§ Task goal:
Please report each line in the listing below that contains the word "black", copying those lines in full. Case counts.

++++ Provided information ++++

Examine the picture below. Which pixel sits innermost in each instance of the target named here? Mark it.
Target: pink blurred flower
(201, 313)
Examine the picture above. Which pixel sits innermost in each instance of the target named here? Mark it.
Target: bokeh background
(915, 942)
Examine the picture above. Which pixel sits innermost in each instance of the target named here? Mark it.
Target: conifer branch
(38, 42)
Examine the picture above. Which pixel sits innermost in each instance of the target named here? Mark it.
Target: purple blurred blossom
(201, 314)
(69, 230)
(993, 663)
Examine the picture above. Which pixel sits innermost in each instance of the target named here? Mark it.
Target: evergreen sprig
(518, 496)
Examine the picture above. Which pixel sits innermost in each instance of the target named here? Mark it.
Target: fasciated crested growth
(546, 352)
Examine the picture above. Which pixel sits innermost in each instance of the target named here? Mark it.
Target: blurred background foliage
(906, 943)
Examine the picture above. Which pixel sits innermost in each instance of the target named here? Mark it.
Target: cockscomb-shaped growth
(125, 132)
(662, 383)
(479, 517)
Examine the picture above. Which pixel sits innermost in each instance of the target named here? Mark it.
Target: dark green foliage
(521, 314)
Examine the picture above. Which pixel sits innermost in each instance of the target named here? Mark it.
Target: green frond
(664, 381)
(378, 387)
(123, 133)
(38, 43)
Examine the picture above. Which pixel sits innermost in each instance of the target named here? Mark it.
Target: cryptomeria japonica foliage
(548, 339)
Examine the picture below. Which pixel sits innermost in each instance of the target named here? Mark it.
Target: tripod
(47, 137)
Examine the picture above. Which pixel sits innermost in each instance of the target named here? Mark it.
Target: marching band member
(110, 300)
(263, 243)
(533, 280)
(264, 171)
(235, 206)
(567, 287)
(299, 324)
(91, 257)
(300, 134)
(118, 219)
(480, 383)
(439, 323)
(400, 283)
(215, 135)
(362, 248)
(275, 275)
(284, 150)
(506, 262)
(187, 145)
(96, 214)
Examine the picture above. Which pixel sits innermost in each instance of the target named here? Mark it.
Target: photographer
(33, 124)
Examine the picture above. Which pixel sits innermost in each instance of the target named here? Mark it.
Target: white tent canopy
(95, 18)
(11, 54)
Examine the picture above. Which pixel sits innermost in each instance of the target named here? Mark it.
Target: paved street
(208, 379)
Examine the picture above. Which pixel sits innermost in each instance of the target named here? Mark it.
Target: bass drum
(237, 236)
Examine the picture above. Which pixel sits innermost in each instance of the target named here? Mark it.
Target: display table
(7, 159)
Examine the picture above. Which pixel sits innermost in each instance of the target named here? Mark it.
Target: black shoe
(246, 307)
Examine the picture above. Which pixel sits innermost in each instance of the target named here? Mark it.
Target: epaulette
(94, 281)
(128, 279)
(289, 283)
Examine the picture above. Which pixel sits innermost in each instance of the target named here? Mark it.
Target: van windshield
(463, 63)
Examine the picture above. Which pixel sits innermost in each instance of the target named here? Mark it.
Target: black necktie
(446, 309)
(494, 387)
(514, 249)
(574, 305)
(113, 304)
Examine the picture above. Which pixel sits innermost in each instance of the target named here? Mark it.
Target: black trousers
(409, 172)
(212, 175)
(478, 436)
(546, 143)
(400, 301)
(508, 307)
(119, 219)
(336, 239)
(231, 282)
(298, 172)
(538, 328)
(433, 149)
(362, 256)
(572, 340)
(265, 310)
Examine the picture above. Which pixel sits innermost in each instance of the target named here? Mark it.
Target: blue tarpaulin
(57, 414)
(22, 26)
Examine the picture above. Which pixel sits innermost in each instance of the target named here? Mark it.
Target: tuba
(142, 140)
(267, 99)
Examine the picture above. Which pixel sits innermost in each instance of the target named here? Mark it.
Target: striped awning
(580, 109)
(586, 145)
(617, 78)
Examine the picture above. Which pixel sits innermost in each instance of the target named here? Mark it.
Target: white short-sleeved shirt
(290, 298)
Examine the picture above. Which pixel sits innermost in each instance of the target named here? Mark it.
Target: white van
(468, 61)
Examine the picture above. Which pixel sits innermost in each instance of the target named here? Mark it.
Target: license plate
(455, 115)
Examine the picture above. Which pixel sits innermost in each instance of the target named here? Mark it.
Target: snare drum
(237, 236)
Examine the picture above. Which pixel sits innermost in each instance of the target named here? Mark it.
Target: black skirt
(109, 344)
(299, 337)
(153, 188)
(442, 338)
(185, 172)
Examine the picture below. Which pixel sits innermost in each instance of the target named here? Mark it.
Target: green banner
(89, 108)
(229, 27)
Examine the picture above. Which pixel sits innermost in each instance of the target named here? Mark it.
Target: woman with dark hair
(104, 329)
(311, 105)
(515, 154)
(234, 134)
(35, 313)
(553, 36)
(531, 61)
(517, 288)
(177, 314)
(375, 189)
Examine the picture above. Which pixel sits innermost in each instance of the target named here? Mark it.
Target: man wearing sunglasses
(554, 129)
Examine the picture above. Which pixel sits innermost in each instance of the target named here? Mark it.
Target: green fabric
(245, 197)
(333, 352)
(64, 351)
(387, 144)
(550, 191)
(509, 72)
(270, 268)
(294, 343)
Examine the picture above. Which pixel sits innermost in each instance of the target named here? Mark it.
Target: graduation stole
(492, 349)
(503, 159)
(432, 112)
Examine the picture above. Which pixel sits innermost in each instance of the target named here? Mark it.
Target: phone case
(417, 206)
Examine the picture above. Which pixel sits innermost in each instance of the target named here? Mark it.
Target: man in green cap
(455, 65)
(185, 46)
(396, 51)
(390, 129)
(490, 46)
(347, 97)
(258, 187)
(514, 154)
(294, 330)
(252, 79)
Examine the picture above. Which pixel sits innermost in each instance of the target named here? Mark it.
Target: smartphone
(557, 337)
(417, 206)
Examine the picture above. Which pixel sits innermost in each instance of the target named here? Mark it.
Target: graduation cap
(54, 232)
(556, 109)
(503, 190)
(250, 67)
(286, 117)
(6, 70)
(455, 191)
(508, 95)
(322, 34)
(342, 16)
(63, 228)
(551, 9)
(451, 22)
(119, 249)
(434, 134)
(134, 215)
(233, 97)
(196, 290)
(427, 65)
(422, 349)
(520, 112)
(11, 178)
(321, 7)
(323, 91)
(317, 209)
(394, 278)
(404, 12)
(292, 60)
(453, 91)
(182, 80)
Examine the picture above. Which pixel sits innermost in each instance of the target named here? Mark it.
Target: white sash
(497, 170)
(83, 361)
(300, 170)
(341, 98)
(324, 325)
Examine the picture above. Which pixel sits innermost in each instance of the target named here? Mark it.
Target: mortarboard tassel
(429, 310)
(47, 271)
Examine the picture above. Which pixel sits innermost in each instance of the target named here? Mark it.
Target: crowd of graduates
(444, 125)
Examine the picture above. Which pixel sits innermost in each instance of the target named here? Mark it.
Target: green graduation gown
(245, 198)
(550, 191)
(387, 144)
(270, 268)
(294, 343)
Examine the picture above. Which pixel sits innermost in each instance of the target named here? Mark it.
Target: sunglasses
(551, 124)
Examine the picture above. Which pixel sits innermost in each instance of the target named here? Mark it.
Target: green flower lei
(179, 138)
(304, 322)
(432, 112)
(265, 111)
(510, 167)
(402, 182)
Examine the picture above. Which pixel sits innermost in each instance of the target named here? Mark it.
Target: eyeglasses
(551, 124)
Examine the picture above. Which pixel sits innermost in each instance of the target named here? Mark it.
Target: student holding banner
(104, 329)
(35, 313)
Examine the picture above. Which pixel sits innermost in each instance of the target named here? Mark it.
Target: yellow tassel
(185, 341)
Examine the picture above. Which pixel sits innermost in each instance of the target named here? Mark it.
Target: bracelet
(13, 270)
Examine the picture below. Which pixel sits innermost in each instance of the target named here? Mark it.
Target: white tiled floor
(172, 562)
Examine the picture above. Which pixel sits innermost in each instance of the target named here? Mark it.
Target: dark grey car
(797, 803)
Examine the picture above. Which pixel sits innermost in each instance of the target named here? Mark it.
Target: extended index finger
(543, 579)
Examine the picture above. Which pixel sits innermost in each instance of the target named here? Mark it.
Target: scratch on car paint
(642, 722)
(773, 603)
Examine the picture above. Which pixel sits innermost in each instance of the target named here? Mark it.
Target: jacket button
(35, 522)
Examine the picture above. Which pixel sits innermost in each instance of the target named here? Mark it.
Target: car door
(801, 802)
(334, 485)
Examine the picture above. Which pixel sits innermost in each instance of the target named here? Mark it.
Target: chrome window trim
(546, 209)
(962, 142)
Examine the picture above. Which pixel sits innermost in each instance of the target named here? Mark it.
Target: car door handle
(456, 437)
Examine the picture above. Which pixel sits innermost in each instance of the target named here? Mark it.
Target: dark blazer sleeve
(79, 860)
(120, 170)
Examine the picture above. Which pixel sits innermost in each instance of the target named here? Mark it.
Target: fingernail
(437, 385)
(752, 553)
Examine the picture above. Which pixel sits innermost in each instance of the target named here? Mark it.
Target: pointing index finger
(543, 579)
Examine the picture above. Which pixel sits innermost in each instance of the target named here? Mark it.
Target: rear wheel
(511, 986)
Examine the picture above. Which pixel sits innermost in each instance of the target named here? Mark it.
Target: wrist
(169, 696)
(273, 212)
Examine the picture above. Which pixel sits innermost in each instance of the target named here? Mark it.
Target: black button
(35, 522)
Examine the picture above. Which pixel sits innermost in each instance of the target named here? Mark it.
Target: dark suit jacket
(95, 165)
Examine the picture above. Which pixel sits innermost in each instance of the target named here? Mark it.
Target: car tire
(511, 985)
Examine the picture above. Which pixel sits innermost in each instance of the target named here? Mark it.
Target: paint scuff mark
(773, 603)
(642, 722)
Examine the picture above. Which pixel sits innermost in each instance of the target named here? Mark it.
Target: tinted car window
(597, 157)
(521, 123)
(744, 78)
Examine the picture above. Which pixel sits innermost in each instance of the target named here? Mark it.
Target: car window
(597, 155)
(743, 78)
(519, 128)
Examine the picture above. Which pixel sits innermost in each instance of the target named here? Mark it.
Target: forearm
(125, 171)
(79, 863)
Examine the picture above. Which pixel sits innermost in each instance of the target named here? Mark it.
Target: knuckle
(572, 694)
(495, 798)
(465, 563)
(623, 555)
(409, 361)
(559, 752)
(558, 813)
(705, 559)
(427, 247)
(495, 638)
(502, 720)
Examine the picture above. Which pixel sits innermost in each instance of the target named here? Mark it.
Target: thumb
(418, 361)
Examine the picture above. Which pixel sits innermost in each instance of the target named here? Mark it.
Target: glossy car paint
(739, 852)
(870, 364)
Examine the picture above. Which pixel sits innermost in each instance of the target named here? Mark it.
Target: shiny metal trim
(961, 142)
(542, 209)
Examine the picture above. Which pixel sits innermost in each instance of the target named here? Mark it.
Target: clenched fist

++++

§ Exercise response:
Target: black shoe
Target: black necktie
Target: black trousers
Target: black skirt
Target: black button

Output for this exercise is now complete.